# EXERCÍCIO 1:
Enumere as alternativas ao cordeiro que a crónica «Pérolas e diamantes» menciona para a troca do filho de Abraão no momento do sacrifício.
# EXERCÍCIO 2:
Prossiga a crónica «Pérolas e diamantes» a partir da última frase apresentada.

# TEXTO DADO:
Quem conta um ponto...
336 - Pérolas e diamantes: Tragédia e comédia
Uma quadra de Omar Khayyam reza o seguinte: “Fui à mesquita, roubei um tapete. / Muito mais tarde senti-me um malandrete. / Voltei à mesquita: o tapete estava roto, / Precisei de arranjar outro.”
Naqueles velhos tempos os tapetes ainda voavam pacificamente transportando jovens príncipes ou velhos sábios.
Depois começaram a voar mais alto e transformaram-se em enormes aviões que se arremessaram contra altas torres no império das américas. As mil e uma noites transformaram-se em horror.
Consumou-se mediaticamente o combate das civilizações, que mais não é do que a guerra das religiões.
Deus e Alá tentam provar qual deles é o maior.
Alá, de espada em punho e pela mão dos seus guerreiros-mensageiros, entretém-se a degolar infiéis.
Já Deus contemporizou na sua raiva e no seu ciúme e tornou-se o grande inimigo dos carneiros.
Ainda nos perguntamos por que medonha razão, ou objetivo divino, resolveu trocar, no momento do sacrifício, o filho de Abraão por um cordeiro e não por uma galinha, um grilo, uma gipsófila ou um cravo vermelho.
Dessa sua divina opção resultou a enorme perseguição aos ovinos por séculos e séculos. E ainda hoje se mantém, com o sucesso que todos conhecemos, e prosseguimos. O cordeiro pascal é ainda a nossa forma de celebrar a ressurreição do seu filho.
Por falar em animais, não se sabe ao certo por que razão o homem se afeiçoou aos cães. Sabemos que Wagner leu “O Mundo Como Vontade e Representação” de Schopenhauer em setembro de 1854, precisamente no momento em que começa a compor Tristão e Isolda. Um dramalhão que dá seguimento ao mito dos amores pecaminosos e terríveis que apenas podem terminar em morte.

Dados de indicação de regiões
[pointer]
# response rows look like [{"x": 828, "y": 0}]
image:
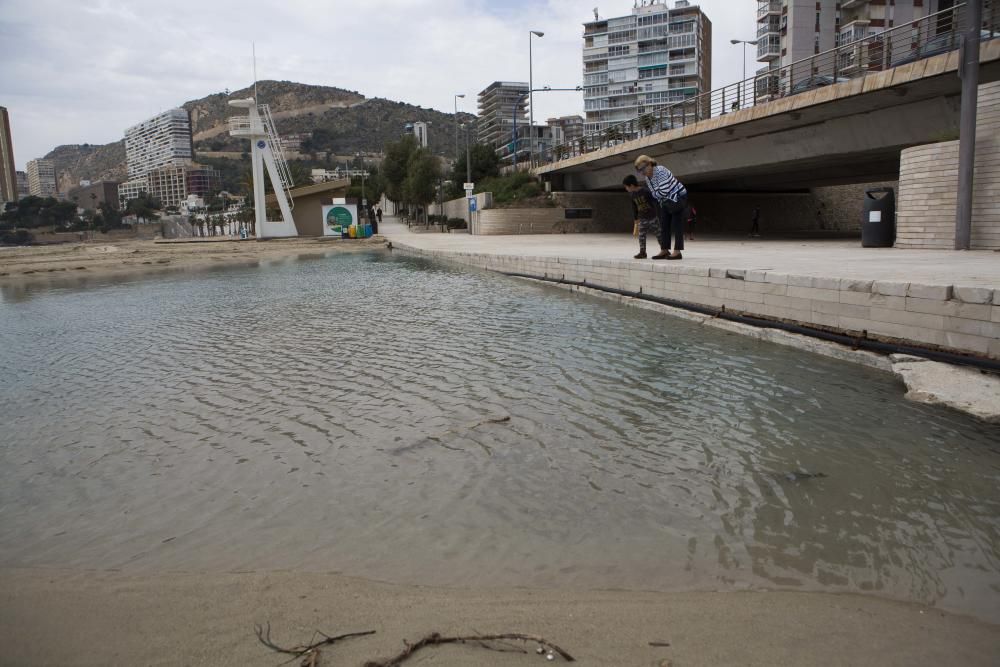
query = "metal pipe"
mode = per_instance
[
  {"x": 969, "y": 73},
  {"x": 862, "y": 342}
]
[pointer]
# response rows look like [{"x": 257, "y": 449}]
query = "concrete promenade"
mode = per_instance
[{"x": 938, "y": 298}]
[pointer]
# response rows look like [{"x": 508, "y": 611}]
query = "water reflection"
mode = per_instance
[{"x": 347, "y": 414}]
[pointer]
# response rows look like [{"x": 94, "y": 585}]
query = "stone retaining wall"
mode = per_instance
[
  {"x": 928, "y": 186},
  {"x": 952, "y": 317}
]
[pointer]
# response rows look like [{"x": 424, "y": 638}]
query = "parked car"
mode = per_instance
[
  {"x": 817, "y": 81},
  {"x": 943, "y": 43}
]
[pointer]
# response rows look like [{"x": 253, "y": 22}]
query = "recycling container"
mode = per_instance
[{"x": 878, "y": 226}]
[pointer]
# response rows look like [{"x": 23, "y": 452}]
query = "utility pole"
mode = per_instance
[{"x": 968, "y": 71}]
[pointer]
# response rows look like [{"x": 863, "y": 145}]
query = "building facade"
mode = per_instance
[
  {"x": 172, "y": 185},
  {"x": 8, "y": 172},
  {"x": 791, "y": 30},
  {"x": 42, "y": 178},
  {"x": 655, "y": 56},
  {"x": 419, "y": 131},
  {"x": 500, "y": 103},
  {"x": 94, "y": 195},
  {"x": 570, "y": 128},
  {"x": 161, "y": 141},
  {"x": 130, "y": 190},
  {"x": 22, "y": 184}
]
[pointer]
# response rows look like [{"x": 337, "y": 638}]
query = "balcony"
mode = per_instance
[
  {"x": 765, "y": 7},
  {"x": 773, "y": 26},
  {"x": 769, "y": 48}
]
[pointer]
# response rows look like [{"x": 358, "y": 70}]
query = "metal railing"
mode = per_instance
[{"x": 931, "y": 35}]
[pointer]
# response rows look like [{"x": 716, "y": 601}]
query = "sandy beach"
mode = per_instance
[
  {"x": 57, "y": 617},
  {"x": 81, "y": 261}
]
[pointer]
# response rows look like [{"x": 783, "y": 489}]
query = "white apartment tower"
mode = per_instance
[
  {"x": 161, "y": 141},
  {"x": 42, "y": 178},
  {"x": 499, "y": 104},
  {"x": 655, "y": 56},
  {"x": 790, "y": 30}
]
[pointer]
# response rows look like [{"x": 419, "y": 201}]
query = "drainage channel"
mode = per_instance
[{"x": 861, "y": 342}]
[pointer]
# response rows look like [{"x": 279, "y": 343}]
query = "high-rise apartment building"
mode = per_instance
[
  {"x": 8, "y": 172},
  {"x": 161, "y": 141},
  {"x": 655, "y": 56},
  {"x": 22, "y": 185},
  {"x": 42, "y": 178},
  {"x": 570, "y": 128},
  {"x": 499, "y": 104},
  {"x": 791, "y": 30},
  {"x": 172, "y": 185},
  {"x": 419, "y": 131}
]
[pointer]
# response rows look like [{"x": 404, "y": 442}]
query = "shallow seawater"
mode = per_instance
[{"x": 342, "y": 414}]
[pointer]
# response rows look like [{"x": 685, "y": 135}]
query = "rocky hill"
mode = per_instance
[{"x": 327, "y": 121}]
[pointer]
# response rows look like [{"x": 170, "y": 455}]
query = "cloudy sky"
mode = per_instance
[{"x": 81, "y": 71}]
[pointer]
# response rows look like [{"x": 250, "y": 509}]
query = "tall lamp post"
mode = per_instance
[
  {"x": 531, "y": 99},
  {"x": 462, "y": 95},
  {"x": 744, "y": 42}
]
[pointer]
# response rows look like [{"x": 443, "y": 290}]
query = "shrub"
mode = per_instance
[{"x": 511, "y": 188}]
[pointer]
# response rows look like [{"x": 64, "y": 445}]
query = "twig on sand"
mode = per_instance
[
  {"x": 438, "y": 437},
  {"x": 309, "y": 653},
  {"x": 435, "y": 639}
]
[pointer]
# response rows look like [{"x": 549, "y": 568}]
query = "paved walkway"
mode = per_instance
[{"x": 820, "y": 258}]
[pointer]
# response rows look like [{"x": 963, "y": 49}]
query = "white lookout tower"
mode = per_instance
[{"x": 258, "y": 127}]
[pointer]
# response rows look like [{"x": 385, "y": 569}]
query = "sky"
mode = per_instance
[{"x": 81, "y": 71}]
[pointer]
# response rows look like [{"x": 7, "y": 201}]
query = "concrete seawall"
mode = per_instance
[{"x": 962, "y": 319}]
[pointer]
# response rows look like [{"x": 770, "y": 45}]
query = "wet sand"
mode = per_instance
[
  {"x": 78, "y": 261},
  {"x": 51, "y": 617}
]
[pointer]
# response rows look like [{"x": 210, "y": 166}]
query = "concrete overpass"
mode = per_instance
[{"x": 851, "y": 132}]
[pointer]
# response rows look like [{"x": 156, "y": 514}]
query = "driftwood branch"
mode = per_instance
[
  {"x": 435, "y": 639},
  {"x": 308, "y": 653}
]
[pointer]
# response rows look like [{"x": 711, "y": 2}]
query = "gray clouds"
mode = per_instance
[{"x": 81, "y": 72}]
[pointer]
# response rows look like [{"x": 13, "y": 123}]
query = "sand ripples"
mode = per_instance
[{"x": 333, "y": 414}]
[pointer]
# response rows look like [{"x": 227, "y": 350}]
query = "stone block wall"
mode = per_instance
[{"x": 928, "y": 186}]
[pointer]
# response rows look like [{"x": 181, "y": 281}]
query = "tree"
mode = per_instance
[
  {"x": 485, "y": 164},
  {"x": 395, "y": 166},
  {"x": 423, "y": 174}
]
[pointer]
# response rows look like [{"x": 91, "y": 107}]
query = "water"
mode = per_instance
[{"x": 330, "y": 414}]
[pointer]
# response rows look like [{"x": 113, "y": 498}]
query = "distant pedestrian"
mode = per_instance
[
  {"x": 671, "y": 195},
  {"x": 692, "y": 220},
  {"x": 645, "y": 213}
]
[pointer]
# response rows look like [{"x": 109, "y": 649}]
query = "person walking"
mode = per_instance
[
  {"x": 645, "y": 212},
  {"x": 671, "y": 195}
]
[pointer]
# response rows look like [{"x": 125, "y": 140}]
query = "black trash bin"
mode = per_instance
[{"x": 878, "y": 227}]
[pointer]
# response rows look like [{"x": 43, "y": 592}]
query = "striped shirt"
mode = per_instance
[{"x": 664, "y": 185}]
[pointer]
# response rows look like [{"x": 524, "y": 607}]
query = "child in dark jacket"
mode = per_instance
[{"x": 645, "y": 212}]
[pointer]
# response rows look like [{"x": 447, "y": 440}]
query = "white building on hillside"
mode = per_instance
[
  {"x": 654, "y": 56},
  {"x": 161, "y": 141},
  {"x": 42, "y": 178},
  {"x": 791, "y": 30}
]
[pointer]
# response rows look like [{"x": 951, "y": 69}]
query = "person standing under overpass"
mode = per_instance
[{"x": 671, "y": 195}]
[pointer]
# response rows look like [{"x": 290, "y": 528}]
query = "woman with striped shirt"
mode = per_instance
[{"x": 672, "y": 198}]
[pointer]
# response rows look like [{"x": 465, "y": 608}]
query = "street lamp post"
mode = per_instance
[
  {"x": 531, "y": 100},
  {"x": 468, "y": 155},
  {"x": 744, "y": 42},
  {"x": 456, "y": 123}
]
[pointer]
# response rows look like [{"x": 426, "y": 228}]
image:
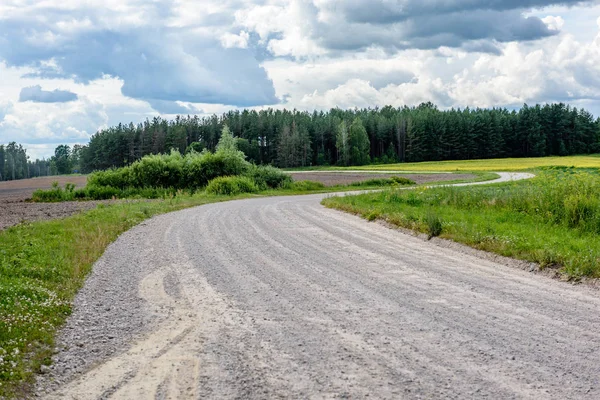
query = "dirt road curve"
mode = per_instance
[{"x": 282, "y": 298}]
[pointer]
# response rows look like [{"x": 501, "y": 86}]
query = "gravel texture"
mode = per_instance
[
  {"x": 283, "y": 298},
  {"x": 345, "y": 178}
]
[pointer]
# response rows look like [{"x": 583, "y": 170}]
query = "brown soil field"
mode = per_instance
[
  {"x": 22, "y": 189},
  {"x": 14, "y": 209},
  {"x": 345, "y": 178}
]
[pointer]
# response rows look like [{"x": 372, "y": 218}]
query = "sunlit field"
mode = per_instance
[{"x": 505, "y": 164}]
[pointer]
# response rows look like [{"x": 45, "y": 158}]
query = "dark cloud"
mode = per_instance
[
  {"x": 427, "y": 24},
  {"x": 391, "y": 11},
  {"x": 37, "y": 95},
  {"x": 157, "y": 64}
]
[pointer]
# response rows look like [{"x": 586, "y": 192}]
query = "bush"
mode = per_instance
[
  {"x": 101, "y": 192},
  {"x": 231, "y": 185},
  {"x": 118, "y": 178},
  {"x": 55, "y": 194},
  {"x": 433, "y": 224},
  {"x": 305, "y": 186},
  {"x": 268, "y": 177}
]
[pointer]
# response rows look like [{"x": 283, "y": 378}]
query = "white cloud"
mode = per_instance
[
  {"x": 230, "y": 40},
  {"x": 554, "y": 23}
]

# RESPOSTA 1:
Uma galinha, um grilo, uma gipsófila e um cravo vermelho.

# RESPOSTA 2:
Dizem que Schopenhauer nunca amou ninguém como amou Atma, o seu cão. Contam também que o filósofo alemão nomeou o seu cão herdeiro universal.
A loucura não é apenas coisa de deuses. É também privilégio dos humanos.
Álvaro de Campos, essa criatura criada pelo semideus Pessoa, tenta seguir Apollinaire, que era amante do Oriente e de paquetes e que também fumava ópio, misturando drogas e viagens.
Na sua bíblia, que um amigo me ofereceu em dezembro de 1983, com uma dedicatória de Álvaro Cunhal, este um semideus do comunismo, leio no Opiário: “É antes do ópio que a minha’alma é doente. / Sentir a vida convalesce e estiola / E eu vou buscar ao ópio que consola / Um Oriente ao oriente do Oriente.”
Afinal é de lá que nos chega tudo aquilo que somos. Para o bem e para o mal. Valha-nos Deus, o divino pai de Jesus, o salvador e Alá, o misericordioso, e Maomé o seu profeta dileto.
O problema foi quando os deuses nos começaram a fazer favores. Thomas Bernhard ouviu-os e resolveu registar uma sua frase célebre: “As pessoas vingam-se dos favores que lhes fazemos.” Não sabemos é se o divino autor do desabafo foi Alá, o misericordioso, ou o divino Deus da cristandade. Seja quem seja, a confissão aí ficou como aviso.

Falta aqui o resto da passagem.